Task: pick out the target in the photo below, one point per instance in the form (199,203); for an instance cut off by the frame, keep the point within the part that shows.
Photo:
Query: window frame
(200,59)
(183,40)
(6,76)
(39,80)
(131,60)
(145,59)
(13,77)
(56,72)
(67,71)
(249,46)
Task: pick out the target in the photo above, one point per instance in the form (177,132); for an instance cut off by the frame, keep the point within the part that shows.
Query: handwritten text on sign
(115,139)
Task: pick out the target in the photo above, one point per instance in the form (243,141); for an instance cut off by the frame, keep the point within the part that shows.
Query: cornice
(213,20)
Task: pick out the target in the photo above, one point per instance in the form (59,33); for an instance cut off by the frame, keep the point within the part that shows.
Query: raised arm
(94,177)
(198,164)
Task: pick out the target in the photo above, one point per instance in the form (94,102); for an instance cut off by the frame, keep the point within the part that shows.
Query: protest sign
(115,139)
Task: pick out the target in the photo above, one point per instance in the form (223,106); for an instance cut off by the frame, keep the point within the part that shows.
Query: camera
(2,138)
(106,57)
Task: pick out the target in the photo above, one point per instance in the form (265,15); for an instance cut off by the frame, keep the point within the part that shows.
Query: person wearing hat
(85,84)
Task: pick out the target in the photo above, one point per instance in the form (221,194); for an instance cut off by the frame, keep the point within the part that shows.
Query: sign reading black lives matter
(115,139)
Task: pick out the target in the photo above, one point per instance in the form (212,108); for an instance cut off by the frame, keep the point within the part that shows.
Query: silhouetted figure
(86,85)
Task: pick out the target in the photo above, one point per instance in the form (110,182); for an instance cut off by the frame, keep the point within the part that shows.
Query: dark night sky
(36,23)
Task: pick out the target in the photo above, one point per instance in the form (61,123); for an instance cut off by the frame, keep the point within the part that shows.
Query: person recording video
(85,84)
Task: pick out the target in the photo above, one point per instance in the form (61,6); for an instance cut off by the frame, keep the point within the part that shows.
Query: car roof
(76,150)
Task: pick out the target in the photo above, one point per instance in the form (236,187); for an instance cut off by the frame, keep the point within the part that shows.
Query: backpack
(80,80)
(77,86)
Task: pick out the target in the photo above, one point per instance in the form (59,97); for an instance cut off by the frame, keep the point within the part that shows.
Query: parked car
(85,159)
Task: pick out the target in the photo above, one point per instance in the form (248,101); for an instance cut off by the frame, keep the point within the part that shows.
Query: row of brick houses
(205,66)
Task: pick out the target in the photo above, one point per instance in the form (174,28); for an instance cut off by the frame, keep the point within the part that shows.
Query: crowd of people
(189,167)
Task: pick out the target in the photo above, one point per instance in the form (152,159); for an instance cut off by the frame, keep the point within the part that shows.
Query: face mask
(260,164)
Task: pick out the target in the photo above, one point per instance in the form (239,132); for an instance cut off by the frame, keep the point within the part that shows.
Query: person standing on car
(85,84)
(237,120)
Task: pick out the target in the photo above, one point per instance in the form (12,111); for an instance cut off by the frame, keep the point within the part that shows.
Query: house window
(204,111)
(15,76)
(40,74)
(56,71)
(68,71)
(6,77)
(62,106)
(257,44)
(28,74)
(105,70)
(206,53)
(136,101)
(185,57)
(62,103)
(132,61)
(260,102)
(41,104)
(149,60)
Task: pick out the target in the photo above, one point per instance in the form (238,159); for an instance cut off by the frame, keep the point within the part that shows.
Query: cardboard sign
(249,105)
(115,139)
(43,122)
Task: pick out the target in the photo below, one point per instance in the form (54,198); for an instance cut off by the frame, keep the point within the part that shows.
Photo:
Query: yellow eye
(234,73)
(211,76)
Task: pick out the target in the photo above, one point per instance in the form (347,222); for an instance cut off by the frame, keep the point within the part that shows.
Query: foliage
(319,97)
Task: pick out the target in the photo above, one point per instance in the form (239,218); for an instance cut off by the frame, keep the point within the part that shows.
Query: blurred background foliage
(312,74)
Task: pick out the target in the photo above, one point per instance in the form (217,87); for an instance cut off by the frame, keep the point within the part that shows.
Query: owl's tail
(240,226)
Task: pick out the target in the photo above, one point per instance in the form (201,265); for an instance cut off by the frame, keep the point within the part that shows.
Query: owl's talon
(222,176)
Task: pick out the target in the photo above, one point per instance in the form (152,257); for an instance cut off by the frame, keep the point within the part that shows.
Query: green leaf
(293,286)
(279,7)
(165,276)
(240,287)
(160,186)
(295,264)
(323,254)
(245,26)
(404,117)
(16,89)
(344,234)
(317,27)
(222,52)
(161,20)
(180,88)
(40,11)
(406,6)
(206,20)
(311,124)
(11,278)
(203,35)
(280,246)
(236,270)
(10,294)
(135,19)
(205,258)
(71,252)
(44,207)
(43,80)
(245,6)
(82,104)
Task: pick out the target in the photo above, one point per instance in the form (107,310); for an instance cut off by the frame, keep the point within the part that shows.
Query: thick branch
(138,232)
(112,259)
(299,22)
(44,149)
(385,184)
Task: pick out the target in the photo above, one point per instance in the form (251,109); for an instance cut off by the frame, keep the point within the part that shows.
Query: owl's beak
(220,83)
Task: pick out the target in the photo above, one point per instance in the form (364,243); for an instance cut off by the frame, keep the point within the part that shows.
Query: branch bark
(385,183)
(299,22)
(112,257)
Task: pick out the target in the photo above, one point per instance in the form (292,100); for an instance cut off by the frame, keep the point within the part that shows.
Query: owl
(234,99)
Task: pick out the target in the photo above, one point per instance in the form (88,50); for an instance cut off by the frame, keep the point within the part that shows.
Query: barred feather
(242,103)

-=-=-

▶ [What is asked] Convert every line of the items above into a JSON list of strings, one string per line, leaving out blank lines.

▶ [Result]
[
  "Task: pick out the target in the photo below, one point per instance in the form (199,203); for an instance cut off by the frame, keep the point within the part that shows.",
  "Photo:",
  "Query: window frame",
  "(200,59)",
  "(183,40)",
  "(6,76)",
  "(39,80)",
  "(131,60)",
  "(145,59)",
  "(13,77)",
  "(56,72)",
  "(67,71)",
  "(249,46)",
  "Task: pick out the target in the photo above, one point per instance in the form (177,132); for an instance cut off by the frame, keep the point within the part that shows.",
  "Query: handwritten text on sign",
  "(115,139)",
  "Task: pick out the target in the photo above, one point per instance in the form (243,141); for an instance cut off by the frame, keep the point within the part that shows.",
  "Query: cornice",
  "(213,20)",
  "Task: pick out the target in the photo above, one point per instance in the form (59,33); for an instance cut off by the frame, keep the point within the part that shows.",
  "Query: raised arm",
  "(94,177)",
  "(198,164)",
  "Task: pick out the target in the photo above, one point per instance in the form (94,102); for an instance cut off by the frame, keep the point within the part that shows.",
  "Query: protest sign",
  "(115,139)",
  "Task: pick out the target in the photo above, one point per instance in the form (223,106); for an instance cut off by the frame, keep the point within the part that shows.",
  "Query: camera",
  "(2,138)",
  "(106,57)",
  "Task: pick out the target in the photo above, one point per instance in the form (265,15); for an instance cut off by the frame, keep the point within the part that shows.",
  "Query: person wearing hat",
  "(85,84)",
  "Task: pick out the target in the photo above, one point per instance in the form (221,194); for an instance cut off by the frame, keep the point within the part that shows.",
  "Query: sign reading black lives matter",
  "(115,139)",
  "Task: pick out the target in the photo above, one point per instance in the form (212,108); for an instance cut off by the frame, keep the point within the part that shows.",
  "Query: silhouetted figure",
  "(86,85)",
  "Task: pick out the target in the photo above, one point per instance in the form (110,182); for an instance cut off by the frame, keep the point within the part that shows.",
  "Query: dark night sky",
  "(36,23)",
  "Task: pick out the target in the photo above, one point per instance in the form (61,123); for an instance cut off by the frame, keep the point within the part that shows.",
  "Query: person recording video",
  "(85,84)",
  "Task: pick out the target in the photo above, one point per instance in the form (61,6); for an instance cut off by the frame, keep the point within the part that shows.",
  "Query: car roof",
  "(76,150)",
  "Task: pick out the target in the photo above, one point per instance in the form (236,187); for an instance cut off by the frame, keep the point within the part that shows.",
  "Query: backpack",
  "(80,80)",
  "(77,86)",
  "Task: pick out the target in the photo above, one point per instance in the form (59,97); for an instance cut off by the frame, keep the point within the part that shows.",
  "Query: parked car",
  "(85,159)",
  "Task: pick out the target in the photo above, one point per instance in the form (248,101); for an instance cut off by the frame, keep the point within the part that shows.",
  "Query: row of brick houses",
  "(205,66)",
  "Task: pick out the target in the photo above, one point per instance in the form (174,28); for an instance cut off by the frame, keep the point within the part that shows.",
  "Query: crowd of people",
  "(189,167)",
  "Task: pick out the target in the photo above, one point per instance in the form (152,159); for an instance cut off by the frame, keep the point within the part that shows.",
  "Query: face mask",
  "(260,164)",
  "Task: pick out the target in the photo above, one point per instance in the form (239,132); for an instance cut off by the frame, keep the point within the part that shows.",
  "Query: person standing on car",
  "(85,84)",
  "(237,120)",
  "Task: pick out the target in the photo above, one point per instance in the form (12,111); for an instance cut off by the frame, keep the point within the part that shows.",
  "Query: house window",
  "(204,111)",
  "(15,76)",
  "(40,74)",
  "(56,71)",
  "(68,71)",
  "(6,77)",
  "(62,106)",
  "(257,44)",
  "(28,74)",
  "(105,70)",
  "(206,53)",
  "(136,101)",
  "(185,57)",
  "(62,103)",
  "(132,61)",
  "(260,102)",
  "(41,104)",
  "(149,60)",
  "Task: pick out the target in the photo above, one point per instance in the form (238,159); for an instance cut off by the frame, keep the point within the part that shows.",
  "Query: cardboard sign",
  "(249,105)",
  "(115,139)",
  "(43,122)",
  "Task: pick out the target in the photo below, one point per instance in the form (54,198); for an instance cut off by the frame, keep the point within the part that shows.",
  "Photo:",
  "Query: yellow eye",
  "(234,73)",
  "(211,76)",
  "Task: pick out the target in the photo above, one point per instance in the form (347,222); for an instance cut off by the frame, keep the point within the part that shows.",
  "Query: foliage",
  "(319,97)",
  "Task: pick out the target in the photo above, one point per instance in the form (239,218); for an instance cut off by the frame, keep the point within the part that shows.",
  "Query: blurred background foliage",
  "(312,74)",
  "Task: pick out the target in the photo above, one point per instance in the form (217,87); for an instance cut off by the frame, keep the point within the part that shows.",
  "Query: owl's tail",
  "(240,226)",
  "Task: pick out the target in the photo above, one point per instance in the form (201,265); for an instance cut off by the frame, keep the point within the part that shows.",
  "Query: owl's talon",
  "(222,176)",
  "Task: pick out the target in the photo above, one point per instance in the form (152,257); for an instance cut off by the frame, keep the point within the part that shows.",
  "Query: green leaf",
  "(293,286)",
  "(279,7)",
  "(165,276)",
  "(240,287)",
  "(160,186)",
  "(295,264)",
  "(323,254)",
  "(245,26)",
  "(404,117)",
  "(16,89)",
  "(344,234)",
  "(317,27)",
  "(222,52)",
  "(161,20)",
  "(180,88)",
  "(40,11)",
  "(406,6)",
  "(206,20)",
  "(311,124)",
  "(11,278)",
  "(203,35)",
  "(280,246)",
  "(236,270)",
  "(10,294)",
  "(135,19)",
  "(205,258)",
  "(71,252)",
  "(44,207)",
  "(43,80)",
  "(245,6)",
  "(82,104)",
  "Task: pick out the target in the photo above, one point per instance in the form (107,310); for an instance cut off by the frame, keep the point within the part that shows.",
  "Query: thick branch",
  "(138,232)",
  "(112,259)",
  "(299,22)",
  "(44,149)",
  "(385,184)",
  "Task: pick out the target in the photo above, one point per instance in the form (251,109); for an instance cut off by the frame, keep the point within the part that shows.",
  "Query: owl's beak",
  "(220,83)",
  "Task: pick out the target in the photo above, one point per instance in the form (364,243); for an instance cut off by the frame, keep the point within the part that shows.",
  "Query: branch bark",
  "(385,183)",
  "(299,22)",
  "(112,257)",
  "Task: pick out the target in the photo above, one point per instance in the form (292,100); for an instance cut off by the frame, keep the point within the part that shows.",
  "Query: owl",
  "(234,99)",
  "Task: pick out the target in the photo above, one point per instance in the form (88,50); for an instance cut off by the frame, keep the point within the part that shows.",
  "Query: barred feather",
  "(242,103)"
]